>> Begin

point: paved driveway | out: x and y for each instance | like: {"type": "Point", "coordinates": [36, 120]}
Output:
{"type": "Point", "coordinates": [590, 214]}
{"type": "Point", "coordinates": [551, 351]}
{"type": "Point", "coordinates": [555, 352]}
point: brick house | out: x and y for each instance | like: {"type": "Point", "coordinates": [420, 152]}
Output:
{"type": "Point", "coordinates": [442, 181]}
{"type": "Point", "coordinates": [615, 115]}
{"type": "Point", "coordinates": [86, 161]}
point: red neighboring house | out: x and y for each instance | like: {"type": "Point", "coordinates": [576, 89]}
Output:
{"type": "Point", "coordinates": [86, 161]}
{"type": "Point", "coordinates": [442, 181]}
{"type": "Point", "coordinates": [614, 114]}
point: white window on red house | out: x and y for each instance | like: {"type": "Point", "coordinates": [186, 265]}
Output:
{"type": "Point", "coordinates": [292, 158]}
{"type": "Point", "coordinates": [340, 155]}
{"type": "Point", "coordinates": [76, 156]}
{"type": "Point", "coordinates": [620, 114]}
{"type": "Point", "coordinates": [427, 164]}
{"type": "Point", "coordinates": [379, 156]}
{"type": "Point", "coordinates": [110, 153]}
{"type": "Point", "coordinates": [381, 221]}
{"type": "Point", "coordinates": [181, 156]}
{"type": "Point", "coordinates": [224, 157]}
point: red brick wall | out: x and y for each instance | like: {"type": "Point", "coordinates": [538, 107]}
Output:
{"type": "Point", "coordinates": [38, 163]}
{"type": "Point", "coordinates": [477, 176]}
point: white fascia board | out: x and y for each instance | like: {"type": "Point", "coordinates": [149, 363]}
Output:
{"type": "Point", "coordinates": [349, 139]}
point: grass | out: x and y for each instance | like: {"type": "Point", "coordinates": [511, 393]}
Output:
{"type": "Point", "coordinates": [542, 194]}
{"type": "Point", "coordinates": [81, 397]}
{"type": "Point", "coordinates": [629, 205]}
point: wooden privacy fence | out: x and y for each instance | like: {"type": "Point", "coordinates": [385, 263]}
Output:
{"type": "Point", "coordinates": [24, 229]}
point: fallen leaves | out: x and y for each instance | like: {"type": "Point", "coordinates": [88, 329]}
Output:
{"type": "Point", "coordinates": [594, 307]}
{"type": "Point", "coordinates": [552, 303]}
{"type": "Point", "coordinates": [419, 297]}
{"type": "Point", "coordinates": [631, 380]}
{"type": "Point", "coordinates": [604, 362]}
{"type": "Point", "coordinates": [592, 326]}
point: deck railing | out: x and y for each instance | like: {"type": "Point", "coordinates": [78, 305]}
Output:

>> End

_Required work_
Reproduce all of the lines above word for word, in their original order.

_Answer to the task_
point: paved driveway | out: x and y for each instance | like: {"type": "Point", "coordinates": [36, 120]}
Output:
{"type": "Point", "coordinates": [590, 214]}
{"type": "Point", "coordinates": [551, 351]}
{"type": "Point", "coordinates": [555, 352]}
point: brick house | out: x and y for each instance | like: {"type": "Point", "coordinates": [420, 152]}
Output:
{"type": "Point", "coordinates": [442, 181]}
{"type": "Point", "coordinates": [615, 115]}
{"type": "Point", "coordinates": [86, 161]}
point: red neighboring house | out: x and y for each instance | like: {"type": "Point", "coordinates": [576, 89]}
Output:
{"type": "Point", "coordinates": [86, 161]}
{"type": "Point", "coordinates": [442, 181]}
{"type": "Point", "coordinates": [614, 114]}
point: white window on red house | out: x and y for each instance | like: {"type": "Point", "coordinates": [186, 265]}
Output:
{"type": "Point", "coordinates": [292, 158]}
{"type": "Point", "coordinates": [340, 155]}
{"type": "Point", "coordinates": [76, 156]}
{"type": "Point", "coordinates": [620, 114]}
{"type": "Point", "coordinates": [427, 164]}
{"type": "Point", "coordinates": [379, 156]}
{"type": "Point", "coordinates": [110, 153]}
{"type": "Point", "coordinates": [381, 221]}
{"type": "Point", "coordinates": [181, 156]}
{"type": "Point", "coordinates": [224, 157]}
point: red brick wall | out: x and y for each instance | like: {"type": "Point", "coordinates": [538, 107]}
Output:
{"type": "Point", "coordinates": [38, 163]}
{"type": "Point", "coordinates": [477, 176]}
point: white fascia board | out: x and y for each instance | like: {"type": "Point", "coordinates": [149, 363]}
Output:
{"type": "Point", "coordinates": [349, 139]}
point: grass | out: x and y for each instance | like: {"type": "Point", "coordinates": [511, 393]}
Output:
{"type": "Point", "coordinates": [542, 194]}
{"type": "Point", "coordinates": [81, 397]}
{"type": "Point", "coordinates": [629, 205]}
point: wooden privacy fence | out: x and y for each instance | like: {"type": "Point", "coordinates": [385, 263]}
Output:
{"type": "Point", "coordinates": [24, 229]}
point: fallen leaves | out: x and y for each instance | like: {"type": "Point", "coordinates": [88, 329]}
Output:
{"type": "Point", "coordinates": [594, 307]}
{"type": "Point", "coordinates": [552, 303]}
{"type": "Point", "coordinates": [419, 297]}
{"type": "Point", "coordinates": [631, 380]}
{"type": "Point", "coordinates": [604, 362]}
{"type": "Point", "coordinates": [592, 326]}
point: deck railing | out: x and y for each instance | like: {"type": "Point", "coordinates": [78, 305]}
Output:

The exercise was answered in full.